[Start of PASSAGE TO READ]
Автор: Joe Jackson
As a schoolboy in Douglas, Cillian Murphy first felt the buzz of acting creep up his spine. It stays with him, whether in the next Batman movie or as the Playboy with Druid, he told Joe Jackson.
"Do I want you to do what to me?" said Cillian Murphy, his blue eyes widening backstage at the Druid theatre in Galway. I had suggested I could break his nose. Why? The night before our meeting I'd watched 28 Days Later...—as recommended by a young actress who gushed, "It's great and he's just gorgeous in it"—and during the many lingering close-ups of Cillian's perfect photogenic face I was reminded of Brando once saying the best thing that ever happened to him was accidentally having his nose broken by a sparring partner during the Broadway run of A Streetcar Named Desire. Before that he was "too damn pretty," Brando believed, explaining that "as with any good-looking broad" his "beauty" militated against him being taken seriously as an actor. Johnny Depp has said his career was similarly stymied at the start.
[End of PASSAGE TO READ]
[Start of DATASET ENTRIES]
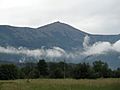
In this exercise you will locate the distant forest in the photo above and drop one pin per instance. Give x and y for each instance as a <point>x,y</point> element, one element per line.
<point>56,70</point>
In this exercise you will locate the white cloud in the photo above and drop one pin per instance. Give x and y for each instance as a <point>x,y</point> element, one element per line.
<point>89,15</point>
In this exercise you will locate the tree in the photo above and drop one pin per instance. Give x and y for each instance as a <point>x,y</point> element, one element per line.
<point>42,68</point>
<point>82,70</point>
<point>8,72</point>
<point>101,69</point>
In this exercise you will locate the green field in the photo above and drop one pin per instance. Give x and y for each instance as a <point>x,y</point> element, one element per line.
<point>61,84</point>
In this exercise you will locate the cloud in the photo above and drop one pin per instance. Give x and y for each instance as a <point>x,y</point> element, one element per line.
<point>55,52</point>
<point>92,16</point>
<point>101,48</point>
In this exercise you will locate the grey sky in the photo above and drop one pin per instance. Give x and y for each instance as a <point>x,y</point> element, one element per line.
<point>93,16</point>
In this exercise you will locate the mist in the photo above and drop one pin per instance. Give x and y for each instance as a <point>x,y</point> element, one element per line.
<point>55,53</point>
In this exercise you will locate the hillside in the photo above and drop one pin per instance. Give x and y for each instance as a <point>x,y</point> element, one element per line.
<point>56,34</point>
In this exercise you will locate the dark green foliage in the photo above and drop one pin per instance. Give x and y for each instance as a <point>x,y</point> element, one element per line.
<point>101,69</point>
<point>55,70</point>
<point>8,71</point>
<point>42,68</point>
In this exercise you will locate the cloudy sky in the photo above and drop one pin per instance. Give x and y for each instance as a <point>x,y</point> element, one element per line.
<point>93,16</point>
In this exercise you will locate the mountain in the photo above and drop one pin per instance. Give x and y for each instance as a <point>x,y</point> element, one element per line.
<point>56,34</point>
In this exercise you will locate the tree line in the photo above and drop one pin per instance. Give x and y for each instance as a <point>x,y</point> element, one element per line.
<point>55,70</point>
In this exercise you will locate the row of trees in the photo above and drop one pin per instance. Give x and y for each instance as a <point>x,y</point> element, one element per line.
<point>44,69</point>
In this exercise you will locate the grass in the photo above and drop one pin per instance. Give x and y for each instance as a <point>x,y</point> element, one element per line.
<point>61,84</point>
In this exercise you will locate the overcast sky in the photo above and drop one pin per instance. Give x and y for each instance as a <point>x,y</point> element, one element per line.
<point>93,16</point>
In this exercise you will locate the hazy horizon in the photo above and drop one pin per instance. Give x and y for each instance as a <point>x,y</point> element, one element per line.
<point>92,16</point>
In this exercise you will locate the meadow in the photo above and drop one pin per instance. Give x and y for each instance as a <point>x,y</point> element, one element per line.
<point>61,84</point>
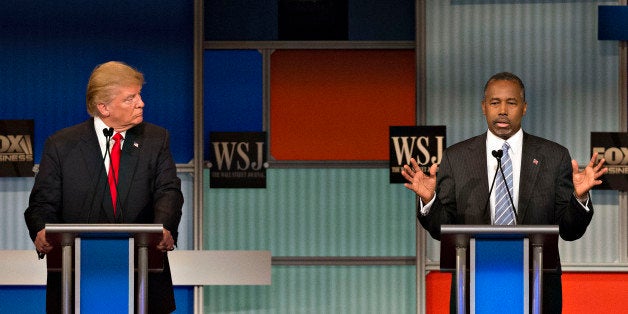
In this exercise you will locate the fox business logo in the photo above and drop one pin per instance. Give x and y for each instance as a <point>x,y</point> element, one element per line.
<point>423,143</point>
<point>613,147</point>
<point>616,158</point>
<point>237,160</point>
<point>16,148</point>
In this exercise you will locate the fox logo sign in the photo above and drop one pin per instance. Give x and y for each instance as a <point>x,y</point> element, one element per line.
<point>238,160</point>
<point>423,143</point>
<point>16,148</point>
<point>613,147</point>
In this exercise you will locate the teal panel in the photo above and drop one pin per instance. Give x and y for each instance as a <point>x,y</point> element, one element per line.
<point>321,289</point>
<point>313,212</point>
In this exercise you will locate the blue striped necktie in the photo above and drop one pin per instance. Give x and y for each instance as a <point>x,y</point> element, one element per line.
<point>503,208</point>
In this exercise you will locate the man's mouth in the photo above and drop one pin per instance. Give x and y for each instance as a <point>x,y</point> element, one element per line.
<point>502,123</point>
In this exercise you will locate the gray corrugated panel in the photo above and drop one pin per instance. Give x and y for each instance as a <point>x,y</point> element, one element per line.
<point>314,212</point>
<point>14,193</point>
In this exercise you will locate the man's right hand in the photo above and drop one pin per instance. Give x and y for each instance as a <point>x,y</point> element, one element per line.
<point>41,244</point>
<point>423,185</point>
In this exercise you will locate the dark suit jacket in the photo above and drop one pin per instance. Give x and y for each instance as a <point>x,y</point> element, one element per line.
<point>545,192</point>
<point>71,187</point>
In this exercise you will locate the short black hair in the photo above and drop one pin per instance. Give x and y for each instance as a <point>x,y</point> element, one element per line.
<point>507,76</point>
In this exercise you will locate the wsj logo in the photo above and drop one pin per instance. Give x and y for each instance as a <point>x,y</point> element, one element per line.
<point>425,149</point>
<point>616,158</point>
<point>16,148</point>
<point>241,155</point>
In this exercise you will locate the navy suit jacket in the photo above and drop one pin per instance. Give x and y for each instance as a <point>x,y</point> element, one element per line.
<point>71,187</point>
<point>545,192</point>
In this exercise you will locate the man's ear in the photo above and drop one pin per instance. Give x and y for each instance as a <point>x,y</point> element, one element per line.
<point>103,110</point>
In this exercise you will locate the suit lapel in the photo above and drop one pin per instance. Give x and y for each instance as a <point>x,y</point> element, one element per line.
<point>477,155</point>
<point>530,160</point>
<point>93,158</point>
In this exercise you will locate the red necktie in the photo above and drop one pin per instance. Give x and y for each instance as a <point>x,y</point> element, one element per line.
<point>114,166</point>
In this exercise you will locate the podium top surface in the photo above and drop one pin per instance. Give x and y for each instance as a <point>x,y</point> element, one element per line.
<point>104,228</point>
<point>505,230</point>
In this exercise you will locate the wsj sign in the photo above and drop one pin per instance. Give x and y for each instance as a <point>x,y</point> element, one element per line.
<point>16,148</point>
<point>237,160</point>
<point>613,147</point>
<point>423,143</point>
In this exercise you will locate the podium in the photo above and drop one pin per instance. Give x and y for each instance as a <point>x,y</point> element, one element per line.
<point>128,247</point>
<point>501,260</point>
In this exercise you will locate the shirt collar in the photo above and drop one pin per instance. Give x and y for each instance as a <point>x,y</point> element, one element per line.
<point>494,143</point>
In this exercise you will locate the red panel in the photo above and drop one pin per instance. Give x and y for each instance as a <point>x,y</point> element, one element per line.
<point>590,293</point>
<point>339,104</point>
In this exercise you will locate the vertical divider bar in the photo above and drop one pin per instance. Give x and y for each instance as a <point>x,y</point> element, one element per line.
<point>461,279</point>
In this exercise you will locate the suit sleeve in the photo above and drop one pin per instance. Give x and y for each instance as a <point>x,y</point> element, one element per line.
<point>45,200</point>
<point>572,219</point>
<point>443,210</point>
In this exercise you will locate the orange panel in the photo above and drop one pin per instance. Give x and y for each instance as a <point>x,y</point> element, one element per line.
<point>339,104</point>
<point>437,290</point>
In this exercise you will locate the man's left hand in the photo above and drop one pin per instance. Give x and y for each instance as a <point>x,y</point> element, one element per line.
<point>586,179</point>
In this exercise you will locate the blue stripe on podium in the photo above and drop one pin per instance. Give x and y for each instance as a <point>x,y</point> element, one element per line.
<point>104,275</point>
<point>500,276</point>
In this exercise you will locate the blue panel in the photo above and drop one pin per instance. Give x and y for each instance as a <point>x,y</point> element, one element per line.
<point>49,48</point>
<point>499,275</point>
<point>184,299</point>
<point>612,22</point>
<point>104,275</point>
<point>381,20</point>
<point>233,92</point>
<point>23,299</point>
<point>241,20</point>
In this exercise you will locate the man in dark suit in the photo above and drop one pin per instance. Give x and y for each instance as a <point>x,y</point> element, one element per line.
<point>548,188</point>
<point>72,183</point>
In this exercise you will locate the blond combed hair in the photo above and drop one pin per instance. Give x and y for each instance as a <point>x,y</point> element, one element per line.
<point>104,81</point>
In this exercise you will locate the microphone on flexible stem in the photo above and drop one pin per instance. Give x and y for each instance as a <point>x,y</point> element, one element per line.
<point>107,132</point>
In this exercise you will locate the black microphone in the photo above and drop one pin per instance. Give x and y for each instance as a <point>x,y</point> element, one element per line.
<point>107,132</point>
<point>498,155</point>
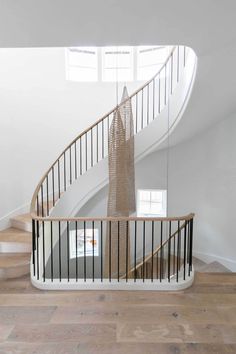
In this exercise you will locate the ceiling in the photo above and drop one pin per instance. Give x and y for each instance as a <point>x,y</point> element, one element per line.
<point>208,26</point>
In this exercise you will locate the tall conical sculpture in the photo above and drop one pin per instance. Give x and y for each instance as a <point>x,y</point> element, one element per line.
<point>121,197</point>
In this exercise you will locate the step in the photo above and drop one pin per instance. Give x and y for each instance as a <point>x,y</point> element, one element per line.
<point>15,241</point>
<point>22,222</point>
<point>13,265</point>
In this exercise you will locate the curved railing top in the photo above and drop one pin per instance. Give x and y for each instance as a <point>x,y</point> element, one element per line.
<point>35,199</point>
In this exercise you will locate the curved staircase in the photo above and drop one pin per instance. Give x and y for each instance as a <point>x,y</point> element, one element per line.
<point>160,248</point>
[End of DATASET ENTRIES]
[Start of DATASET ENTRIES]
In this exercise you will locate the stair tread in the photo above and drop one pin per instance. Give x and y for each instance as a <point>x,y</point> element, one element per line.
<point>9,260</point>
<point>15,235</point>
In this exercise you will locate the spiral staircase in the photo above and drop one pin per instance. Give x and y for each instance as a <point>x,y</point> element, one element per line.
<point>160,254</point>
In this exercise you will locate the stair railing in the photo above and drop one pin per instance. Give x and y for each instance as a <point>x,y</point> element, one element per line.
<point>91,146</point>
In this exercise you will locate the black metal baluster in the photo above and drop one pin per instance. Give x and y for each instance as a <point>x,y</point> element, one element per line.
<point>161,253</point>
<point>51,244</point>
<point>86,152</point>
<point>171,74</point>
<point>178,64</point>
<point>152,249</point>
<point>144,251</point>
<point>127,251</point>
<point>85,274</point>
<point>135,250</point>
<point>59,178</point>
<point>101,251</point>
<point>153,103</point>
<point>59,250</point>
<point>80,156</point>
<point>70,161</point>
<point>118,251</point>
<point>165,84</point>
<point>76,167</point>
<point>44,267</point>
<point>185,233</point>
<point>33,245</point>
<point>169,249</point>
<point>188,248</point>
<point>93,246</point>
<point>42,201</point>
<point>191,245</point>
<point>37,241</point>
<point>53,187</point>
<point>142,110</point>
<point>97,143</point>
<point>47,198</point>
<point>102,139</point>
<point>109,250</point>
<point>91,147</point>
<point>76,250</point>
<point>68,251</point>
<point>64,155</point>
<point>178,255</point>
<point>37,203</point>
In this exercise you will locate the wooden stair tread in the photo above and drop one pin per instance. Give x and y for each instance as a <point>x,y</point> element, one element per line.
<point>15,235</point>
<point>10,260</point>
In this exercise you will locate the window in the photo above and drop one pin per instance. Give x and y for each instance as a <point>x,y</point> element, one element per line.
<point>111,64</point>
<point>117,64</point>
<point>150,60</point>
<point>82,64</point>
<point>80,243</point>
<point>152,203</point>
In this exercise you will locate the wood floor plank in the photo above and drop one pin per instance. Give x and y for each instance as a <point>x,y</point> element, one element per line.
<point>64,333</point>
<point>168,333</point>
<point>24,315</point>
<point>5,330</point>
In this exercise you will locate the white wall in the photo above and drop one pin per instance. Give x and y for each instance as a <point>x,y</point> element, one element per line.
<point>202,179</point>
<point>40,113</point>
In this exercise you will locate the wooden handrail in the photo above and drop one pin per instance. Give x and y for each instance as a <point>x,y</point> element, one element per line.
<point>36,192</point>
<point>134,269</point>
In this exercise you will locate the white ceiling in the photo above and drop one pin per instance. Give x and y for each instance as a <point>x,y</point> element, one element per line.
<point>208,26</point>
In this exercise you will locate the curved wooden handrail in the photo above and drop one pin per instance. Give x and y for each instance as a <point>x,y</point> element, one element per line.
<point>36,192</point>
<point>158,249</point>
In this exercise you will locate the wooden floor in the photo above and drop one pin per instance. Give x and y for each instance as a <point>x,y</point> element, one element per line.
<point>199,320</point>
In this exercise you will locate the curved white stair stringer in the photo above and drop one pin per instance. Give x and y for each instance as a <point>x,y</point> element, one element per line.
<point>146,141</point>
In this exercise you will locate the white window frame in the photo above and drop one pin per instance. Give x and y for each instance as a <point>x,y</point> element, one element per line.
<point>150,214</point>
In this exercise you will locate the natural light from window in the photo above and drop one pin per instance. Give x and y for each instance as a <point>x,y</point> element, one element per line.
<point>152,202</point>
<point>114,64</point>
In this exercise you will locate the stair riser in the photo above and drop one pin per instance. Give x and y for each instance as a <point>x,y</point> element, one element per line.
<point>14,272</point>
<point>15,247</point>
[End of DATASET ENTRIES]
**TO DO**
• 1. Copy out the lines of the listing unchanged, starting with the line containing "In this exercise you will locate the distant" and going on through the line containing "<point>56,70</point>".
• 2. Extend the piece on Cillian Murphy past its final sentence.

**THE ANSWERS**
• 1.
In this exercise you will locate the distant forest in the photo above and drop one pin per instance. Give x and y for each instance as a <point>x,y</point> element, one element per line.
<point>56,70</point>

• 2.
The same fate may yet befall Cillian Murphy. Particularly when he hits the Hollywood A-list after appearing as the main villain in the next Batman movie. Then again, Cillian himself is so aware of such pitfalls that when it comes to the option of whether to be a celebrity or an actor, open to all thespians at the start of their careers, he's already chosen the latter, claiming he has "no desire at all to be a personality." That's why he doesn't "do live TV," limits his press interviews, and refuses to lay out his private life for all to see. Indeed, until this interview, Cillian had rarely spoken in public about his love life and does so here with great reservations.
Yet, tellingly, despite this reticence in relation to discussing the more private parts of his life, Cillian Murphy is quite willing to flash his private parts on screen, as he did during the opening scene of 28 Days Later... Does he see any contradiction in all this? "Not at all." And "no thanks" is his good-humoured response when I offer to rearrange his facial features.
But more seriously, Cillian's commitment to acting can be traced back to the day he took a drama class in Presentation College, Cork, and first got that "shiver up the spine" and a "high" that he now says is "like drugs or good sex." Beyond all the bullshit that's bound to surround the guy as his star rises, it's that initial "purity of feeling" he hopes to remain true to. This is part of the reason he's chosen to work with "the best director around", Garry Hynes, in her eagerly awaited production of The Playboy of the Western World.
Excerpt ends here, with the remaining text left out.